_Your tasks_:
(A) In the chapel text, rewrite the paragraph beginning "Built in 1909" more briefly, keeping its main facts.
(B) Reproduce the chapel text word for word from "Built in 1909, the" to "in the sanctuary.".

_Provided text_:
---

More than 400 friends of the College, as well as some 25 local and alumni clergy, joined His Excellency at the March 7 liturgy on the Northfield, Massachusetts, campus. “This stone edifice, in which we gather together to celebrate God’s praises, is a sacramental sign of the Body of Christ,” the Bishop observed. “This chapel is a sign of hope and trust.”
Built in 1909, the erstwhile Sage Chapel was originally constructed for nondenominational prayer services at what was then the Northfield Seminary for Young Ladies. When the College prepared for its first academic year on the campus in 2019, however, it began gradually transforming the building for Catholic worship — adding a central aisle, confessionals, and Stations of the Cross, as well as installing two altars, a tabernacle, and a reredos in the sanctuary.

---

_Provided records_:
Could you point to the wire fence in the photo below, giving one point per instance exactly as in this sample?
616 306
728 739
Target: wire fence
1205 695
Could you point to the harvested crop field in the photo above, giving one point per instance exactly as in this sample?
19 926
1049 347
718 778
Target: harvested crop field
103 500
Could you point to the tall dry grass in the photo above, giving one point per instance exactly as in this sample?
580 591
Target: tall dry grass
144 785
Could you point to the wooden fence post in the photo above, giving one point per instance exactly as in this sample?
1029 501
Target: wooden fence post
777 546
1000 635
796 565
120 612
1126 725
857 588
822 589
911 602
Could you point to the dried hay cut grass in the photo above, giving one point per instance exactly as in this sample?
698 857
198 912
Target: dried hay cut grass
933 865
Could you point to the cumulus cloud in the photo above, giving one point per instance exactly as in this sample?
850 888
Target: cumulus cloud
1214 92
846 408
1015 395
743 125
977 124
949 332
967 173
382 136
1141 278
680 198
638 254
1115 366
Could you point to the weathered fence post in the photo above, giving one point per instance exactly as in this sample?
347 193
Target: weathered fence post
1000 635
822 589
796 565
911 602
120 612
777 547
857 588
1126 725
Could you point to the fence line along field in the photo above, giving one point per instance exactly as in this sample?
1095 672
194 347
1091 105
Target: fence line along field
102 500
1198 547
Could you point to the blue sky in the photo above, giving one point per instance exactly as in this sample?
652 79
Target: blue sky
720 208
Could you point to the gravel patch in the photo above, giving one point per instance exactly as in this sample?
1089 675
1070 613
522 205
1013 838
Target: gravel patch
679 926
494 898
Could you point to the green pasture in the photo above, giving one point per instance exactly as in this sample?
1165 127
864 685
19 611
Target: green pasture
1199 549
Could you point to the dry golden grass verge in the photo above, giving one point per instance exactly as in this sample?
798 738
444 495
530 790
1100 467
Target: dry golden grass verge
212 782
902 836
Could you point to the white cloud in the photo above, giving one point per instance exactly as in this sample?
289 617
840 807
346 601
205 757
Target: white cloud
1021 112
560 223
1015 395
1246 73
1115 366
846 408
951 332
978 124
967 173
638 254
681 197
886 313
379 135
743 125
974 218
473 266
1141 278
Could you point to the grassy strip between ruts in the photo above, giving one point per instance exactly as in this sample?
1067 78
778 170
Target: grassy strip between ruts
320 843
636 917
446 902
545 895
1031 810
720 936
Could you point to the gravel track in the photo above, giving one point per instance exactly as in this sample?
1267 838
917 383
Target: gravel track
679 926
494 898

---

_Solutions below_:
(A) Sage Chapel, built in 1909, was originally used for nondenominational prayer services at the Northfield Seminary for Young Ladies. In 2019, as the College prepared for its first academic year on the campus, it began gradually converting the building for Catholic worship. It added a central aisle, confessionals, and Stations of the Cross, and installed two altars, a tabernacle, and a reredos in the sanctuary.

(B)
Built in 1909, the erstwhile Sage Chapel was originally constructed for nondenominational prayer services at what was then the Northfield Seminary for Young Ladies. When the College prepared for its first academic year on the campus in 2019, however, it began gradually transforming the building for Catholic worship — adding a central aisle, confessionals, and Stations of the Cross, as well as installing two altars, a tabernacle, and a reredos in the sanctuary.